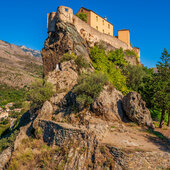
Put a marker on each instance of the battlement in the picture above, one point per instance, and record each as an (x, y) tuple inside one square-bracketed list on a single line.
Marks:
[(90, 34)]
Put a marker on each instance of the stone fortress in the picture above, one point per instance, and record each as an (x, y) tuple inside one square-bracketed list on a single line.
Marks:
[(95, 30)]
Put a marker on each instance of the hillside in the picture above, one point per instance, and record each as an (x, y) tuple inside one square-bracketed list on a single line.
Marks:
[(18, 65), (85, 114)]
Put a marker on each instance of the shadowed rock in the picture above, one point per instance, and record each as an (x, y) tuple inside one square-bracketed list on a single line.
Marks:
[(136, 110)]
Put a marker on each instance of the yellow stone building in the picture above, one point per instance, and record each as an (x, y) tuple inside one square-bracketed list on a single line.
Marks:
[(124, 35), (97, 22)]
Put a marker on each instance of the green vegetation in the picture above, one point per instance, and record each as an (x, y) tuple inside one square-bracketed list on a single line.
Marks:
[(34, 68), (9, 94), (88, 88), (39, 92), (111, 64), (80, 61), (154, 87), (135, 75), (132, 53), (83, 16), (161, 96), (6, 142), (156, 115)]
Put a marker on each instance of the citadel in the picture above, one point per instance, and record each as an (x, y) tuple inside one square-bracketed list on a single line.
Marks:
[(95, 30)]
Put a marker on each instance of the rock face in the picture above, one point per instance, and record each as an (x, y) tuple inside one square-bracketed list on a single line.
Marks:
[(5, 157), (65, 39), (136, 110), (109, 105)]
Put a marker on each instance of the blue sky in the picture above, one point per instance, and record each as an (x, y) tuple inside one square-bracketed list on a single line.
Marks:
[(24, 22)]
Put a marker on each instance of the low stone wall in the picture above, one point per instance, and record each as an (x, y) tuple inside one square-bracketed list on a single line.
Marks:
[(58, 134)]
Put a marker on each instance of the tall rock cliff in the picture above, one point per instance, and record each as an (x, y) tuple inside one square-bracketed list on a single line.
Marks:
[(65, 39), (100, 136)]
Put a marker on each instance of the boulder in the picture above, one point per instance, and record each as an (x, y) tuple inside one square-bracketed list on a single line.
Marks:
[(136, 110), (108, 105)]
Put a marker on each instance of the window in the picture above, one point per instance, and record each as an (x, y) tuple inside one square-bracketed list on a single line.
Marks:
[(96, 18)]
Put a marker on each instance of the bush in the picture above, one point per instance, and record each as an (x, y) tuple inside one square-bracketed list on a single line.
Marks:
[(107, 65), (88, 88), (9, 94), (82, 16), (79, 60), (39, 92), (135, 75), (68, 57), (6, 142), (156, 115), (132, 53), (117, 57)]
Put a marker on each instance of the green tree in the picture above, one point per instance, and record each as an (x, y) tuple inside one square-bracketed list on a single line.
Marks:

» Exercise
If a line of the records includes the string "stone", copy it out.

» Solution to the problem
Put a marker on each instance of the stone fortress in the picture above, one point per instance, and record each as an (x, y) tuple inside one square-bracketed list on a single line.
Put a marker on each instance of the yellow stone building in the picture above, one point per instance, and record each as an (x, y) tuple inside one square-bracketed list on a single line.
Put a marker on each instance of the low stone wall in the picture above, one point per instance, and record each as an (x, y) tuple inside one square-bracketed list on a single line.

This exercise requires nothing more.